[LISTADO]

—————

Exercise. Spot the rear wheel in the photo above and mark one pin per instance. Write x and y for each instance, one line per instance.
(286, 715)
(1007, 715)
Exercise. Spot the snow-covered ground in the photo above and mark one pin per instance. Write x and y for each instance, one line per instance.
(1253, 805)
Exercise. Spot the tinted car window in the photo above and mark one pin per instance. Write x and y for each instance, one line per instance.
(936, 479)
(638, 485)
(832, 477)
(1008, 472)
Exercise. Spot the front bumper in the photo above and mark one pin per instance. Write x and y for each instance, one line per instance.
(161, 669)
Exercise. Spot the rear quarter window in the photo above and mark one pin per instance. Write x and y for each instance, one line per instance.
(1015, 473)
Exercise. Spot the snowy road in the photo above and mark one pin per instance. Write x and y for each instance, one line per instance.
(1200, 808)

—————

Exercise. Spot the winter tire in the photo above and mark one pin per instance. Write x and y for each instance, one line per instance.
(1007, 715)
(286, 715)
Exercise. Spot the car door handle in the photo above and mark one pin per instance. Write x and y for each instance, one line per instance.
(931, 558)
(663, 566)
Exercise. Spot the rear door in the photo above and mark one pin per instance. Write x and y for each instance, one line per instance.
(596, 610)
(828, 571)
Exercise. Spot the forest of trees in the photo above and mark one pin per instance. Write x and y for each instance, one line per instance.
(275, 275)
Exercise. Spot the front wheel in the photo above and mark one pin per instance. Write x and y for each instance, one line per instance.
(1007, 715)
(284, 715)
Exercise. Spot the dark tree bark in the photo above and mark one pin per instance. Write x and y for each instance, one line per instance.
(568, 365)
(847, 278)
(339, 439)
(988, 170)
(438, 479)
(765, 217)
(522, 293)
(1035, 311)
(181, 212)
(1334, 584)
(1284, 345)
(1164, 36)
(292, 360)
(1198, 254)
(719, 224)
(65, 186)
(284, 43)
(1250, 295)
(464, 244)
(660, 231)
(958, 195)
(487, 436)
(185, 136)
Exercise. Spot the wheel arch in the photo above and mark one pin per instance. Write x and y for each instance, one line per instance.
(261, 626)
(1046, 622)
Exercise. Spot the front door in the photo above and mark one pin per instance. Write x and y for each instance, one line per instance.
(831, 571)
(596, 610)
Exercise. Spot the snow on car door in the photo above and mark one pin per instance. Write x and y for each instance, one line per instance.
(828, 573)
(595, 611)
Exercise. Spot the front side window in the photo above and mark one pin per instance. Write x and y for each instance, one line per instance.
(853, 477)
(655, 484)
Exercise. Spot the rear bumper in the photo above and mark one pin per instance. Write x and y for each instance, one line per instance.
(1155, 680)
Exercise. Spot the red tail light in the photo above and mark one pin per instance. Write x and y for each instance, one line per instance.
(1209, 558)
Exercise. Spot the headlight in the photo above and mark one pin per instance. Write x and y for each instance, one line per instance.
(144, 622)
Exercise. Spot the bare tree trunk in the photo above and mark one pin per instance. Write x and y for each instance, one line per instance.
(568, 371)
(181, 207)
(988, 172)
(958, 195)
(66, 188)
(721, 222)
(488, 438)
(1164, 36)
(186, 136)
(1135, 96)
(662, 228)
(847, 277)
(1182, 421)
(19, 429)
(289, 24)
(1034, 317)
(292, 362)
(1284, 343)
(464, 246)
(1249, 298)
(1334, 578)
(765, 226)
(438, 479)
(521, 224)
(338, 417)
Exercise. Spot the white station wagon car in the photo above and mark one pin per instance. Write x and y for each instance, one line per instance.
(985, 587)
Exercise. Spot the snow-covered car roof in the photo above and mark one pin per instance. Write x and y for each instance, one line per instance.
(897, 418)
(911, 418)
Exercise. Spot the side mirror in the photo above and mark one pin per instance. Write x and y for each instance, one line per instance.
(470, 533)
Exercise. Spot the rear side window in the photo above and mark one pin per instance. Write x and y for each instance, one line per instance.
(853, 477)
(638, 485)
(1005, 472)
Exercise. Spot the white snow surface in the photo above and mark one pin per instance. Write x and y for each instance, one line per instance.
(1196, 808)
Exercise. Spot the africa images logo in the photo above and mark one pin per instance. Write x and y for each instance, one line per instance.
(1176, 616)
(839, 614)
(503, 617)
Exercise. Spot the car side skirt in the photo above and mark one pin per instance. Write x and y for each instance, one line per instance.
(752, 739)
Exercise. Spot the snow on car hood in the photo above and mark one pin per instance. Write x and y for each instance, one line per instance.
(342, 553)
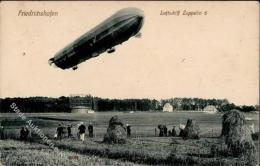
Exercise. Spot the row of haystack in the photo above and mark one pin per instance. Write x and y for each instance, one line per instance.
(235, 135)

—————

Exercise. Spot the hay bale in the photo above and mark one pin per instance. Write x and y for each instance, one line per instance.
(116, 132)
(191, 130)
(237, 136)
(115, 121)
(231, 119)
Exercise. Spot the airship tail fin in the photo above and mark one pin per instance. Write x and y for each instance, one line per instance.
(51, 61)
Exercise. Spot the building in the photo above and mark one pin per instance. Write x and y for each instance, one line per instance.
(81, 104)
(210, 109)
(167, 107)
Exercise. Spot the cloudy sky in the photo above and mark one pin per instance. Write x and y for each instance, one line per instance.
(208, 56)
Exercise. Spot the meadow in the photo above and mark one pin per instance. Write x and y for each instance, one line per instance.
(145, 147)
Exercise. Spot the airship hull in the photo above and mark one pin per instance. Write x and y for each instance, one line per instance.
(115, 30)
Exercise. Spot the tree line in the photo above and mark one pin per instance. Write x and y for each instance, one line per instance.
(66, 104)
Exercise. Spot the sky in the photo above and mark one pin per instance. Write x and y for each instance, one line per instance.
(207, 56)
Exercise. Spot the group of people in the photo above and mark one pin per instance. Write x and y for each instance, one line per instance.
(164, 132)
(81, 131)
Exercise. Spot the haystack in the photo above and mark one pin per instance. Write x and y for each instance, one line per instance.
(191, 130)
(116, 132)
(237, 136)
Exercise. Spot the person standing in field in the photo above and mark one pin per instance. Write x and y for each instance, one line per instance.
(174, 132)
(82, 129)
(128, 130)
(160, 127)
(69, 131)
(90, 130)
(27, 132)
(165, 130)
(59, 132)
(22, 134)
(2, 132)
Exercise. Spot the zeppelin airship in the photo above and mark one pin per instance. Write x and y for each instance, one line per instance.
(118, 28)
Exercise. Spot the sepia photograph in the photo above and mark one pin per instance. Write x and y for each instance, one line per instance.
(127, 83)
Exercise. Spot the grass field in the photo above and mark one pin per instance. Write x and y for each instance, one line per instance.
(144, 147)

—————

[QUÉ HACER]
Reúne todas las líneas del listado de arriba en las que aparece la palabra "white".

[SOLUCIÓN]
Exercise. Spot the white station wagon car in the photo above and mark one pin per instance. Write x and y for each instance, one line per instance.
Exercise. Spot the white snow surface in the photo above and mark one pin per instance. Write x and y for each instance, one line per instance.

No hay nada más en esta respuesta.